• [SELECTED TEXT]
Nothing has been said about the action of positive ions in the proportional counter.  Positive ions play little or no part in its operation.  Their mobility in a field strength which diminishes in the direction of collection precludes them from gaining sufficient kinetic energy for them to cause ionisation by collision.  With moderate electron multiplication and an appropriate differentiating time constant, their effect on proportionality is insignificant.  However for each multiplication an ion is formed and the ion population in the counter is much increased by a high multiplication rate, particularly at high count-rates.  The slow moving ions constitute a space charge which ultimately distorts the field around the anode wire.  Their effect, therefore, is to set a maximum limit to the gas multiplication ratio which can be achieved and, if the polarising potential is increased beyond the limiting value, energy proportionality is lost.  This is the beginning of region III of Figure 1 where the 5MeV and 10MeV curves begin to converge.  At the upper limit of this region convergence is complete and the charge pulses due to ionising events have fixed magnitude irrespective of energy i.e. the counter is useful only for category b1) counting.  The magnitude of the charge (multiplication) continues to increase with applied voltage as shown by the sharply rising characteristic between Regions III and IV.  Region III operation does not find wide application although it does have counting rate advantage over the next counter operating mode; region IV.

• [RECORD LIST]
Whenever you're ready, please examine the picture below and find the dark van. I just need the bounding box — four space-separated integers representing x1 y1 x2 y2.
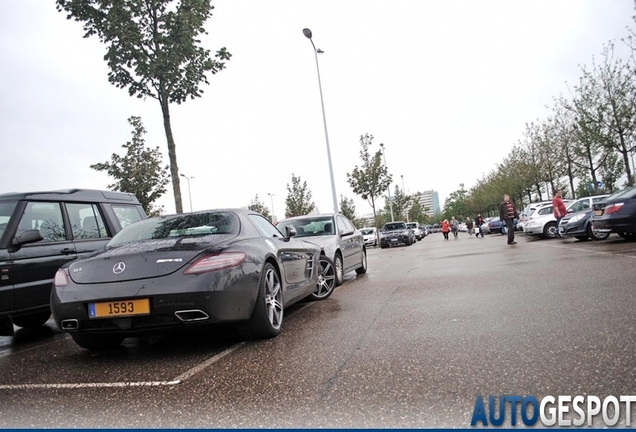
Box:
0 189 146 336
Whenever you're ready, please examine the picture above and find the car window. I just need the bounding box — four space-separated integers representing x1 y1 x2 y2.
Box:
66 203 109 240
248 215 285 238
277 216 335 237
108 212 239 246
111 204 143 228
0 201 17 239
16 202 66 242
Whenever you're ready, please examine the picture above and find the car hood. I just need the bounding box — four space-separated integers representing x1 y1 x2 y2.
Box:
68 235 234 284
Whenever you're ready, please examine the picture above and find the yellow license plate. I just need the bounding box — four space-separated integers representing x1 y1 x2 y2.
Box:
88 299 150 318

• [REQUIRED WORK]
Extend the passage on positive ions in the proportional counter, picking up right after its final sentence about region IV. Nothing in the listing is needed for this work.

• [ANSWER TO THE TASK]
From expression (1) it can be deduced that, for a given voltage applied to a coaxial structure, the radius for which the field strength is sufficient to cause multiplication  can be extended by reducing the ratio of radius  'b' to  radius 'a' and consequently electrode 'a' can be a wire thick enough to be self supporting if 'b' is reduced. This is the typical configuration for a counter designed to operate in region IV.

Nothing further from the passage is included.